Image outline annotation entries
□ □ □ □

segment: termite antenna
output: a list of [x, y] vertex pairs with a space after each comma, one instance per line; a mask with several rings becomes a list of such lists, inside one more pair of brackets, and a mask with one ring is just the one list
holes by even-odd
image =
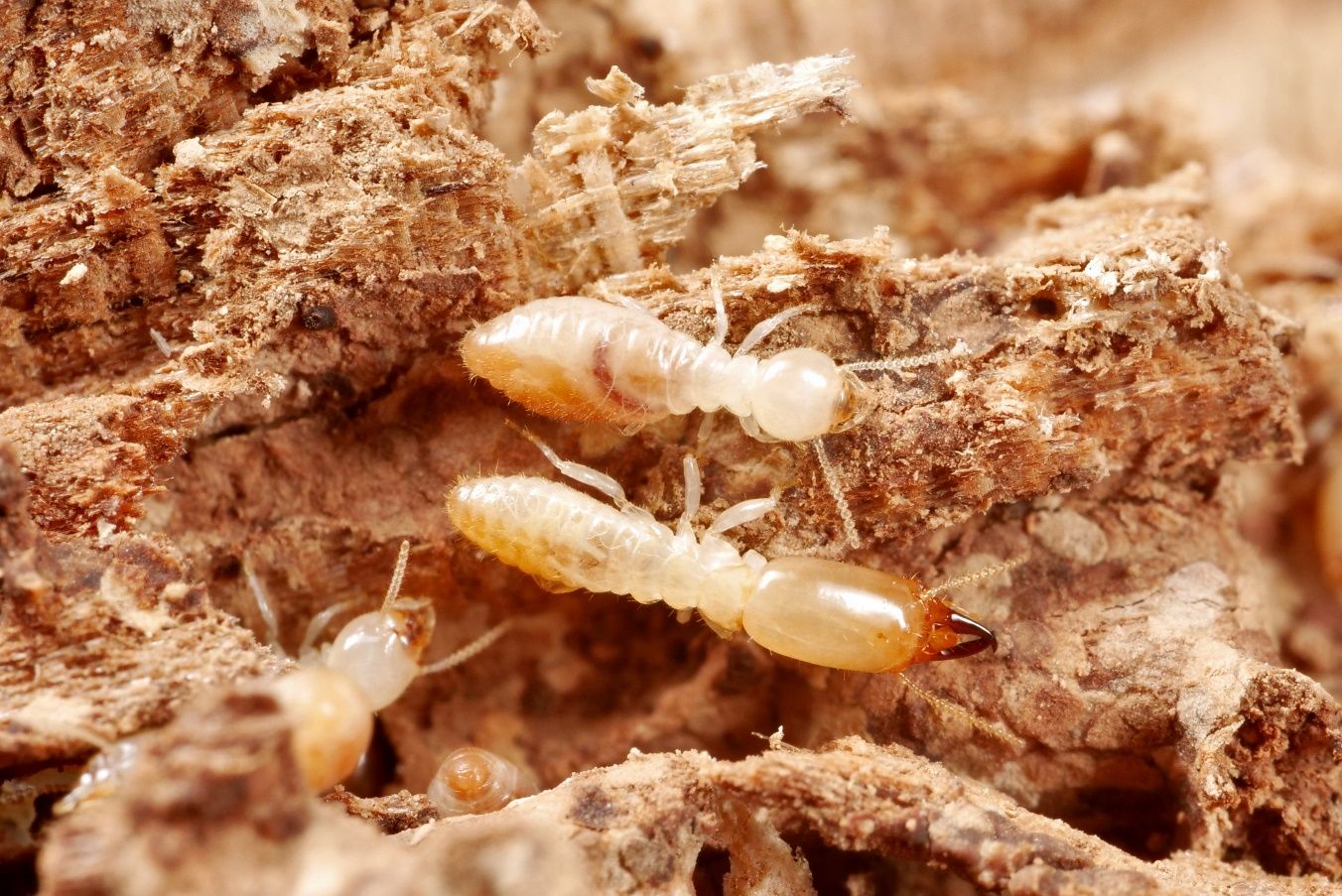
[[279, 642], [279, 620], [275, 618], [275, 608], [270, 605], [270, 598], [266, 597], [266, 587], [260, 583], [256, 570], [252, 569], [251, 554], [247, 551], [243, 551], [243, 578], [247, 579], [247, 587], [251, 589], [252, 597], [256, 600], [262, 625], [266, 626], [266, 644], [285, 655], [285, 648]]
[[820, 475], [824, 476], [825, 486], [829, 488], [829, 496], [839, 506], [839, 519], [843, 520], [843, 534], [848, 541], [848, 547], [856, 550], [862, 547], [862, 541], [858, 538], [858, 522], [852, 518], [848, 498], [843, 494], [843, 486], [839, 484], [839, 473], [835, 471], [833, 464], [829, 463], [824, 440], [816, 439], [811, 444], [816, 447], [816, 460], [820, 461]]
[[[721, 298], [721, 296], [719, 296]], [[765, 318], [760, 323], [750, 327], [750, 333], [746, 338], [741, 341], [737, 346], [735, 354], [747, 354], [750, 349], [756, 347], [761, 342], [769, 338], [769, 334], [781, 327], [784, 323], [797, 317], [798, 314], [809, 314], [812, 311], [819, 311], [819, 304], [794, 304], [790, 309], [784, 309], [772, 317]]]
[[392, 583], [386, 586], [386, 597], [382, 598], [382, 612], [385, 613], [396, 602], [396, 597], [401, 593], [401, 581], [405, 578], [405, 565], [411, 559], [411, 543], [409, 541], [401, 542], [401, 550], [396, 555], [396, 570], [392, 573]]
[[502, 637], [503, 633], [507, 632], [509, 626], [511, 625], [513, 625], [511, 620], [505, 620], [503, 622], [499, 622], [480, 637], [475, 638], [466, 647], [452, 653], [448, 653], [437, 663], [429, 663], [428, 665], [421, 665], [420, 675], [433, 675], [435, 672], [451, 669], [454, 665], [460, 665], [462, 663], [466, 663], [471, 657], [484, 651], [488, 645], [494, 644], [494, 641], [499, 640], [499, 637]]
[[938, 697], [934, 693], [929, 693], [923, 688], [921, 688], [917, 684], [914, 684], [909, 679], [909, 676], [905, 675], [903, 672], [899, 673], [899, 679], [905, 683], [905, 685], [910, 691], [913, 691], [914, 693], [917, 693], [918, 696], [921, 696], [923, 700], [926, 700], [927, 706], [930, 706], [933, 710], [937, 710], [937, 711], [941, 711], [941, 712], [947, 712], [947, 714], [956, 716], [957, 719], [968, 722], [970, 726], [973, 726], [973, 728], [976, 731], [986, 734], [993, 740], [997, 740], [998, 743], [1002, 743], [1002, 744], [1011, 747], [1016, 752], [1020, 752], [1021, 750], [1025, 748], [1025, 742], [1021, 740], [1015, 734], [1012, 734], [1011, 731], [1007, 731], [1005, 728], [1002, 728], [1000, 726], [996, 726], [996, 724], [993, 724], [993, 723], [990, 723], [990, 722], [988, 722], [985, 719], [981, 719], [980, 716], [974, 715], [973, 712], [970, 712], [969, 710], [966, 710], [965, 707], [962, 707], [962, 706], [960, 706], [957, 703], [951, 703], [950, 700], [946, 700], [945, 697]]
[[925, 368], [927, 365], [949, 361], [950, 358], [960, 358], [966, 354], [969, 354], [969, 346], [965, 345], [964, 339], [956, 339], [956, 345], [950, 346], [949, 349], [938, 349], [935, 351], [929, 351], [927, 354], [915, 354], [909, 358], [852, 361], [849, 363], [840, 365], [839, 369], [852, 370], [854, 373], [867, 373], [867, 372], [898, 373], [900, 370], [907, 370], [909, 368]]
[[1011, 559], [1002, 561], [1001, 563], [993, 563], [992, 566], [985, 566], [977, 573], [969, 573], [968, 575], [957, 575], [956, 578], [947, 582], [942, 582], [935, 587], [929, 587], [927, 590], [923, 592], [923, 597], [937, 597], [938, 594], [953, 592], [957, 587], [964, 587], [965, 585], [973, 585], [974, 582], [981, 582], [985, 578], [992, 578], [994, 575], [1001, 575], [1002, 573], [1009, 573], [1011, 570], [1016, 569], [1024, 562], [1025, 562], [1025, 555], [1021, 554], [1020, 557], [1012, 557]]

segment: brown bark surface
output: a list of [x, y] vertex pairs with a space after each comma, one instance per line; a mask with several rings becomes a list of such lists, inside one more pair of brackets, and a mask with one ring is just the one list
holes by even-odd
[[[1278, 15], [1312, 25], [1296, 64], [1327, 79], [1311, 47], [1342, 17], [664, 5], [0, 12], [0, 873], [50, 893], [1337, 892], [1342, 533], [1318, 495], [1342, 469], [1342, 186], [1327, 141], [1279, 127], [1295, 154], [1264, 161], [1244, 148], [1271, 129], [1143, 85], [1184, 60], [1209, 90], [1217, 47], [1280, 42]], [[1295, 99], [1300, 121], [1326, 103]], [[714, 286], [729, 347], [816, 306], [762, 355], [962, 345], [868, 374], [872, 413], [825, 439], [860, 547], [807, 445], [725, 413], [560, 425], [456, 358], [474, 322], [565, 292], [707, 339]], [[998, 649], [839, 672], [548, 593], [442, 511], [462, 476], [554, 476], [506, 423], [660, 519], [694, 452], [699, 523], [780, 498], [733, 531], [766, 557], [927, 585], [1021, 558], [954, 594]], [[382, 711], [380, 759], [319, 801], [270, 683], [314, 614], [376, 602], [401, 539], [428, 657], [511, 629]], [[133, 735], [125, 778], [55, 817]], [[542, 793], [439, 820], [420, 794], [467, 743]]]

□ □ □ □

### WORK TO COMPLETE
Write out every row above word for word, leaving the pictures out.

### FULL RESPONSE
segment: termite antenna
output: a list of [x, y] vertex pairs with a space after each comma, one instance per line; a mask with several rings becomes a list of such lists, inside one more pair of brackets, and a mask with one ring is just the one list
holes by even-odd
image =
[[279, 642], [279, 620], [275, 618], [275, 608], [270, 605], [270, 598], [266, 597], [266, 587], [260, 583], [256, 570], [252, 569], [251, 554], [247, 551], [243, 551], [243, 578], [247, 579], [247, 587], [251, 589], [252, 597], [256, 600], [262, 625], [266, 626], [266, 644], [285, 655], [285, 648]]
[[820, 475], [824, 476], [825, 486], [829, 488], [829, 496], [839, 506], [839, 519], [843, 520], [843, 534], [848, 541], [848, 547], [856, 550], [862, 547], [862, 541], [858, 538], [858, 522], [852, 518], [848, 498], [843, 494], [843, 486], [839, 484], [839, 473], [835, 471], [833, 464], [829, 463], [824, 440], [816, 439], [811, 444], [816, 447], [816, 460], [820, 461]]
[[[721, 298], [721, 296], [719, 296]], [[765, 318], [760, 323], [750, 327], [750, 333], [746, 338], [741, 341], [737, 346], [735, 354], [747, 354], [750, 349], [756, 347], [761, 342], [769, 338], [769, 334], [781, 327], [784, 323], [797, 317], [798, 314], [809, 314], [812, 311], [819, 311], [819, 304], [794, 304], [790, 309], [784, 309], [772, 317]]]
[[392, 583], [386, 586], [386, 597], [382, 598], [382, 612], [385, 613], [396, 602], [396, 597], [401, 593], [401, 581], [405, 578], [405, 565], [411, 559], [411, 543], [409, 541], [401, 542], [401, 550], [396, 555], [396, 570], [392, 573]]
[[502, 637], [503, 633], [507, 632], [509, 626], [511, 625], [513, 625], [511, 620], [505, 620], [503, 622], [499, 622], [480, 637], [475, 638], [466, 647], [452, 653], [448, 653], [437, 663], [429, 663], [428, 665], [421, 665], [420, 675], [433, 675], [435, 672], [451, 669], [454, 665], [460, 665], [462, 663], [466, 663], [471, 657], [484, 651], [488, 645], [494, 644], [494, 641], [499, 640], [499, 637]]
[[938, 697], [934, 693], [929, 693], [923, 688], [921, 688], [917, 684], [914, 684], [909, 679], [909, 676], [905, 675], [903, 672], [899, 673], [899, 679], [905, 683], [905, 685], [910, 691], [913, 691], [914, 693], [917, 693], [918, 696], [921, 696], [923, 700], [926, 700], [927, 706], [930, 706], [933, 710], [937, 710], [937, 711], [941, 711], [941, 712], [947, 712], [947, 714], [956, 716], [957, 719], [968, 722], [970, 726], [973, 726], [973, 728], [976, 731], [986, 734], [993, 740], [997, 740], [998, 743], [1002, 743], [1002, 744], [1011, 747], [1016, 752], [1020, 752], [1021, 750], [1025, 748], [1025, 742], [1021, 740], [1015, 734], [1012, 734], [1011, 731], [1007, 731], [1005, 728], [1002, 728], [1000, 726], [996, 726], [996, 724], [993, 724], [993, 723], [990, 723], [990, 722], [988, 722], [985, 719], [981, 719], [980, 716], [974, 715], [973, 712], [970, 712], [969, 710], [966, 710], [965, 707], [962, 707], [962, 706], [960, 706], [957, 703], [951, 703], [950, 700], [946, 700], [945, 697]]
[[925, 368], [927, 365], [949, 361], [950, 358], [960, 358], [966, 354], [969, 354], [969, 346], [965, 345], [964, 339], [956, 339], [956, 345], [950, 346], [949, 349], [938, 349], [935, 351], [929, 351], [927, 354], [915, 354], [909, 358], [852, 361], [849, 363], [840, 365], [839, 369], [852, 370], [854, 373], [867, 373], [867, 372], [898, 373], [900, 370], [907, 370], [909, 368]]
[[1011, 559], [1002, 561], [1001, 563], [993, 563], [992, 566], [985, 566], [977, 573], [969, 573], [968, 575], [957, 575], [956, 578], [947, 582], [942, 582], [935, 587], [929, 587], [927, 590], [923, 592], [923, 597], [937, 597], [938, 594], [953, 592], [957, 587], [964, 587], [965, 585], [973, 585], [974, 582], [981, 582], [985, 578], [992, 578], [994, 575], [1001, 575], [1002, 573], [1009, 573], [1011, 570], [1016, 569], [1024, 562], [1025, 562], [1025, 555], [1021, 554], [1020, 557], [1012, 557]]

segment: brown bark surface
output: a list of [x, y] vertex pairs with a space after each comma, one instance per line; a mask with several rings becomes a list of such lists, inside one more pair of brackets, and a mask with one ring is just the one list
holes by even-odd
[[[1278, 15], [1312, 25], [1296, 64], [1327, 79], [1311, 47], [1342, 17], [664, 5], [0, 12], [0, 873], [50, 893], [1337, 892], [1342, 533], [1318, 495], [1342, 469], [1342, 186], [1327, 141], [1279, 127], [1295, 154], [1264, 161], [1244, 148], [1271, 129], [1143, 85], [1184, 60], [1209, 90], [1217, 47], [1280, 42]], [[1295, 99], [1300, 121], [1326, 103]], [[714, 286], [729, 347], [816, 306], [762, 355], [962, 345], [868, 374], [872, 413], [825, 439], [860, 547], [807, 445], [725, 413], [560, 425], [456, 358], [474, 322], [565, 292], [707, 339]], [[998, 649], [839, 672], [548, 593], [442, 511], [462, 476], [554, 476], [506, 423], [660, 519], [694, 452], [699, 523], [780, 498], [733, 531], [766, 557], [927, 585], [1021, 558], [954, 594]], [[382, 711], [380, 759], [319, 801], [270, 683], [314, 614], [376, 602], [401, 539], [428, 657], [511, 629]], [[133, 735], [125, 778], [55, 817]], [[542, 793], [439, 820], [420, 794], [467, 743]]]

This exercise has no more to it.